[MATERIAL PROVIDED — start]

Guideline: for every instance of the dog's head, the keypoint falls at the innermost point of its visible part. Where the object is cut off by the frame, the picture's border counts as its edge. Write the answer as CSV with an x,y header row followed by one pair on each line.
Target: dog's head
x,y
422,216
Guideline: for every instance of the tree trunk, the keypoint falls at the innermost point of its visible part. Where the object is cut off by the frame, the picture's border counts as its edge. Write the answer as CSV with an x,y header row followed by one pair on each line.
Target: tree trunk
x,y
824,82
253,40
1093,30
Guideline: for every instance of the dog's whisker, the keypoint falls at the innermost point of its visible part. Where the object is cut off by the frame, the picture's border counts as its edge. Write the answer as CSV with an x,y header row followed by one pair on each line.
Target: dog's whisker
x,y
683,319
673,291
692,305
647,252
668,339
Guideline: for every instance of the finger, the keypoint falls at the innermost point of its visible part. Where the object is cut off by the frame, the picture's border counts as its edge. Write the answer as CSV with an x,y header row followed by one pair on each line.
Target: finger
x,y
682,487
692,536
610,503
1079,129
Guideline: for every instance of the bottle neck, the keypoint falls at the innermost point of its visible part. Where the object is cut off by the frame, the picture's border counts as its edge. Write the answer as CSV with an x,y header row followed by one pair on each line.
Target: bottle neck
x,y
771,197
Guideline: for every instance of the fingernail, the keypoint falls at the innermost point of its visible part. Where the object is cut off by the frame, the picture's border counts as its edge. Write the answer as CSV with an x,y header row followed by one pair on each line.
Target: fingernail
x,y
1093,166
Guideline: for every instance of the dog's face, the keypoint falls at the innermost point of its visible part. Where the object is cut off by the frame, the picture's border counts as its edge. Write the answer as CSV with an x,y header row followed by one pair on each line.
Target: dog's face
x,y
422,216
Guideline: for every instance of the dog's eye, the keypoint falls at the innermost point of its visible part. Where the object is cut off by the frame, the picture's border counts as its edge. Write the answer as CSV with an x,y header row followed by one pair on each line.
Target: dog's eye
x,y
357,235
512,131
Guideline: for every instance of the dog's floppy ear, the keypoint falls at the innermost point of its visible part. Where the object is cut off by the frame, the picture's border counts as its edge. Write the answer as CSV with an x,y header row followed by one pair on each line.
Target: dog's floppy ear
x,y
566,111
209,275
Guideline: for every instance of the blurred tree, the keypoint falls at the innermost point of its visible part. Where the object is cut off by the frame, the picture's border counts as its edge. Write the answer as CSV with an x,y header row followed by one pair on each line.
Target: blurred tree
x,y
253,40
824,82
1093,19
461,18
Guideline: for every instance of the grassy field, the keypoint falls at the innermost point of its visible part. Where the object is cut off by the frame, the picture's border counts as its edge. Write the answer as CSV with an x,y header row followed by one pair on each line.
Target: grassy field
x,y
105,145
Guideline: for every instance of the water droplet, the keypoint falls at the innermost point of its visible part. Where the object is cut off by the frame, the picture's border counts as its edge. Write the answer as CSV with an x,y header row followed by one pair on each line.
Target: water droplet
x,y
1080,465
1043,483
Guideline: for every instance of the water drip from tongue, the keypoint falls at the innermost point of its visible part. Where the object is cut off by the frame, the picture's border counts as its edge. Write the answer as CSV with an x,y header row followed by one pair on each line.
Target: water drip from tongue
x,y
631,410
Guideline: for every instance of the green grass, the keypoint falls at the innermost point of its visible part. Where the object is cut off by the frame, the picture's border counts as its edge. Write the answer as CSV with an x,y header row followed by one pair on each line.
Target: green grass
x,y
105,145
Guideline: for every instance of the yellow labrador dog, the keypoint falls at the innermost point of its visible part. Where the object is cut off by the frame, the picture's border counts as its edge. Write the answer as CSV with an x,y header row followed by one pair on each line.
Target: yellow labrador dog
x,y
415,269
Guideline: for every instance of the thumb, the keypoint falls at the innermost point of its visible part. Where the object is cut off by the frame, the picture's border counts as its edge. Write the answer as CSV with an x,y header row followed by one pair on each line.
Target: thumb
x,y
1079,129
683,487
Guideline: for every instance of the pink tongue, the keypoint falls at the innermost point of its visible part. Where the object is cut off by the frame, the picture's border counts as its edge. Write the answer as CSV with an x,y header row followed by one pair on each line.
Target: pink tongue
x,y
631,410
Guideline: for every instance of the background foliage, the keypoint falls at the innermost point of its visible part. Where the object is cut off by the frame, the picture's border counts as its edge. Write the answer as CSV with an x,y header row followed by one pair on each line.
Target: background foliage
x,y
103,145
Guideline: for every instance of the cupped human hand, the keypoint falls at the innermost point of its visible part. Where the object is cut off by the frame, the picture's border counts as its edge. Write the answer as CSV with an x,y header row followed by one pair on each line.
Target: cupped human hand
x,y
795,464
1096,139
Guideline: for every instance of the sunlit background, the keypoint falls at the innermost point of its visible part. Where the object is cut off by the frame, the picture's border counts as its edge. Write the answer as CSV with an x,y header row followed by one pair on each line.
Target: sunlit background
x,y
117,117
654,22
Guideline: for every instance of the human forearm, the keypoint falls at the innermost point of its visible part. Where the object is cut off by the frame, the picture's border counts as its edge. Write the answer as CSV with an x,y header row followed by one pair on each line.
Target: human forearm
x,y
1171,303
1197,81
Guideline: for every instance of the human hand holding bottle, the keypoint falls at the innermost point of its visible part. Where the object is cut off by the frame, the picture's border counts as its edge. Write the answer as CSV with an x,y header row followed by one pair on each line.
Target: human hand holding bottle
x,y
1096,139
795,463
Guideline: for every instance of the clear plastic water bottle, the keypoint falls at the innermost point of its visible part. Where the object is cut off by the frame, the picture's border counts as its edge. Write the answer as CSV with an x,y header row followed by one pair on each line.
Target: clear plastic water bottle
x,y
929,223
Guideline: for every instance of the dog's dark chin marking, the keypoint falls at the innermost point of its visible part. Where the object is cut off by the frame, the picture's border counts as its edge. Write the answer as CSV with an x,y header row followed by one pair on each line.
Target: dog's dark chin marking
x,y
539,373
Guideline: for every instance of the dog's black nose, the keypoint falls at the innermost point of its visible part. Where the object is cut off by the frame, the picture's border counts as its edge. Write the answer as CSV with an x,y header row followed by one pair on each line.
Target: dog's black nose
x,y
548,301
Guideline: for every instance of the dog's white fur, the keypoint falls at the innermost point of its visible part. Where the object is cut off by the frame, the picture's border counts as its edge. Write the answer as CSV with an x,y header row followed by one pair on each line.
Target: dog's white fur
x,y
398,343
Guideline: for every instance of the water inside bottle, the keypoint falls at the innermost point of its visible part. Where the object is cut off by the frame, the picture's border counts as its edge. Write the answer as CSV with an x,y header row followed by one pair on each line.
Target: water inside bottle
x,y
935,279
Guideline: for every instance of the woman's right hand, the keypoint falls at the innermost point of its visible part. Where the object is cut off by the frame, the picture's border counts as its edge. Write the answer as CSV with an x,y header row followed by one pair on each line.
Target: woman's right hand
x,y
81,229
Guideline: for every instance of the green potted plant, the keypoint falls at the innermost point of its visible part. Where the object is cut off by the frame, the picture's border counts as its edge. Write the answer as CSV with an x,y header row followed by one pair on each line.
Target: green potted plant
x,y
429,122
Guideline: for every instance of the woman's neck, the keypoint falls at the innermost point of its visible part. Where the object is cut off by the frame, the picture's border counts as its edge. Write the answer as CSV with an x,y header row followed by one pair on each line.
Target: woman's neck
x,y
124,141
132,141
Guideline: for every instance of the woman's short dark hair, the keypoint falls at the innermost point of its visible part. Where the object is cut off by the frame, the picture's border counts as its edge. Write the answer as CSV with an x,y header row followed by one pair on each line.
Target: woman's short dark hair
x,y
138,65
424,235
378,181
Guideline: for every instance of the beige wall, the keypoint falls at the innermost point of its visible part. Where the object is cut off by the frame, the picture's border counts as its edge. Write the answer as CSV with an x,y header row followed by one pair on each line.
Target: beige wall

[MATERIAL PROVIDED — finish]

→ **DIRECTIONS**
Transcribe every record exactly.

→ **TASK RESULT**
Guideline: for every instance of the dog's head, the keypoint falls at the innermost point of its visible part. Where the object is cut off by the frame, the picture's border counts as its edge. Write the answer as CSV with an x,y header row followed by one pair on each line.
Target: dog's head
x,y
422,216
Guideline: for every instance of the tree trunk, the keypoint falls at the innermost point of its visible part. Where the object is cut off by the frame, the picture's border counts as its edge. Write the answer as CSV with an x,y header row followed by one pair on each line.
Target: tree trunk
x,y
824,82
253,40
1093,30
Guideline: for every instance of the dog's whisker, the keypoint falls at the innermost point of its visible part. Where the object is cut off by the frame, the picture's border counts as its edge. Write the answer as CSV with an x,y header row followed by one pair on each line.
Target: dog's whisker
x,y
683,319
673,291
692,305
647,252
668,339
Guideline: for every instance of the finger, the keypoint falls at the innermost point of its visible part. Where the object is cut off by the frame, the picture's border counts as its edge. Write the answer as CSV with an x,y header row followed by one pair on each line.
Target: finger
x,y
682,487
692,536
610,503
1079,129
Guideline: for every instance of the bottle neck, the keypoint falls at the innermost point of its visible part. Where the object is cut off by the frame, the picture's border counts as its edge. Write the answer as CSV with an x,y header row followed by one pair on each line.
Target: bottle neck
x,y
771,197
Guideline: for every instance of the fingernail, the keypoint falls at the innermost point of its visible part. Where the object is cut off by the frame, the picture's border counts as its edge. Write the answer as CSV with an x,y header row followed by one pair on each line.
Target: fingernail
x,y
1093,166
Guideline: for every instance of the dog's face, the keypoint falls at the innermost point of its visible part. Where the object is cut off by the frame, the picture's border counts as its edge. Write the answer as CSV with an x,y header row followed by one pair on each line.
Target: dog's face
x,y
422,216
Guideline: for every instance of the dog's eye, the keypoint falls at the innermost point of its visible part. Where the object is cut off by the frame, the picture's border counts as its edge. Write the answer as CSV with an x,y header row followed by one pair on each line.
Target: dog's eye
x,y
357,235
512,131
Guideline: for every instance of the dog's floppy ear, the keypoint falls at the innermost point of its visible part. Where the object is cut off by the frame, the picture's border counts as its edge. Write the answer as CSV with an x,y header row followed by one pair on each line.
Target: dog's floppy ear
x,y
566,111
209,275
Guideline: for every instance of the blurred tree, the keypoint falls at the innermost point of its visible part. Where the object is cut off by the frame, the picture's border counts as its edge. Write the answer as CSV with an x,y header row followed by one pair on each line.
Target: blurred tree
x,y
253,40
824,82
1093,19
461,18
Guideline: for every instance of the grassy field, the keypoint falls at the innermost point of its visible part. Where the object is cut off by the frame, the picture's border counts as its edge. Write the answer as CSV with an x,y header row followed by one pair on each line.
Target: grassy field
x,y
105,145
Guideline: for every instance of the water droplet, the keypoint falls at the innermost point of its visible part. Where the object is cut off by the frame, the picture's border counts as its edge. Write the answer as CSV with an x,y header row followed by one pair on each line.
Target: water droplet
x,y
1080,465
1043,483
Guideline: for every instance of the water drip from tongue, the keypoint falls at the innermost point of its visible part. Where the object is cut off by the frame, the picture's border counts as its edge. Write the answer as CSV with an x,y header row followed by one pair on each line.
Target: water drip from tongue
x,y
631,410
Guideline: for every instance of the green grass, the keypoint falls at the innermost point of its visible part. Where the object is cut off by the frame, the picture's border counts as its edge. Write the answer as CSV with an x,y header row followed by one pair on each line.
Target: green grass
x,y
105,145
Guideline: for every instance of the yellow labrador dog, the keypoint falls at the innermost point of its visible part. Where the object is cut off by the frame, the picture's border counts as its edge. Write the answer as CSV with an x,y header row followed by one pair on each line.
Target: yellow labrador dog
x,y
415,269
Guideline: for every instance of the thumb, the keypoint falls at the innermost point of its visible part. Where the object is cut off by the frame, the picture's border counts as its edge. Write the answer as CSV with an x,y header row followed by one pair on each line.
Target: thumb
x,y
1079,129
683,487
Guideline: for every instance of the pink tongue, the keypoint falls at the innermost point of its visible part. Where the object is cut off by the frame, the picture's border counts as its edge. Write the answer as CSV with an x,y header row followed by one pair on each line.
Target: pink tongue
x,y
631,410
Guideline: for every instance of the background foliage, the keypoint falls at the innermost point of its visible part. Where the object is cut off by the frame, the picture's border counts as its edge. Write the answer as CSV with an x,y header row followed by one pair on each line.
Target: background foliage
x,y
103,145
Guideline: for every instance of the cupped human hand, the keypoint falls at the innermost point of its visible part. Where the object is cut off by the frame, the picture's border counts as its edge. Write the answer as CSV with an x,y header row followed by one pair on each line.
Target: cupped human hand
x,y
795,464
1096,139
Guideline: for every instance of the sunlit background, the keypoint falls at the innermost point of its visible part. Where the object is cut off by the frame, the picture's border counts as its edge. Write the answer as CSV with an x,y header row followed by one pair on each line.
Target: sunlit background
x,y
117,117
654,22
Guideline: for every instance of the human forearm, the keypoint falls at the innermost point of its visible part. Where the object is cut off by the frame, the picture's border counts as its edge. Write the answer as CSV with an x,y header row followed by one pair on each line.
Target: human forearm
x,y
1171,303
1197,81
Guideline: for every instance of the human hand holding bottle, the keypoint falls at the innermost point of its visible part. Where the object is cut off by the frame, the picture's border counts as its edge. Write the answer as CSV with an x,y header row followed by one pair on each line.
Target: human hand holding bottle
x,y
1096,139
795,463
Guideline: for every instance of the clear plastic water bottle, the keypoint falls at the innermost point of its visible part. Where the object is cut off by the frame, the picture's border counts as its edge. Write the answer as CSV with an x,y header row followed by one pair on each line.
Target: clear plastic water bottle
x,y
929,223
Guideline: for every instance of the dog's dark chin marking, the keypoint falls at the innermost point of its visible part. Where the object is cut off by the frame, the picture's border counts as its edge. Write the answer as CSV with an x,y header row followed by one pair on each line.
Target: dog's dark chin marking
x,y
539,373
Guideline: for every instance of the dog's black nose, the keypoint falls at the innermost point of its visible part. Where the object is cut off by the frame, the picture's border counts as its edge. Write the answer as CSV with an x,y header row followed by one pair on each line.
Target: dog's black nose
x,y
548,301
Guideline: for every instance of the dog's white fur, the keypoint falls at the innermost point of its visible part. Where the object is cut off by the frame, the picture's border counts as its edge. Write the answer as CSV with an x,y header row followed by one pair on each line.
Target: dog's white fur
x,y
398,343
Guideline: for every instance of the water inside bottle, the keypoint falls at the innermost point of its visible part. Where the object is cut off by the frame, the picture's border counts as its edge. Write the answer as CSV with an x,y header row followed by one pair on each line.
Target: water inside bottle
x,y
935,279
Guideline: for every instance of the woman's right hand, the keypoint falls at the innermost point of its visible part. Where the object is cut off by the frame, the picture's border counts as its edge. Write the answer as CSV with an x,y header row followed by one pair on each line.
Target: woman's right hand
x,y
81,229
Guideline: for every instance of the green potted plant, the keypoint falls at the innermost point of its visible part. Where the object is cut off by the frame, the picture's border counts as its edge. Write the answer as CSV with an x,y header row followed by one pair on each line.
Target: green potted plant
x,y
429,122
Guideline: for every instance of the woman's neck, the keypoint falls at the innermost point of its visible part. Where the object is cut off by the frame, the picture's border counts as its edge. Write the answer as CSV with an x,y header row followed by one pair on each line.
Target: woman's neck
x,y
124,141
132,141
Guideline: for every instance of the woman's short dark hair, the keypoint falls at the innermost point of its visible part. Where the object is cut off by the frame, the picture's border counts as its edge. Write the answer as CSV with an x,y header row followed by one pair on each line.
Target: woman's short dark hair
x,y
138,65
424,235
378,181
Guideline: for every instance of the beige wall, the keypoint falls at the innermost point of its visible part. Where the object is cut off by the frame, the picture's border counts as its edge. Write the answer as CSV with an x,y header row followed by one pair on each line.
Target: beige wall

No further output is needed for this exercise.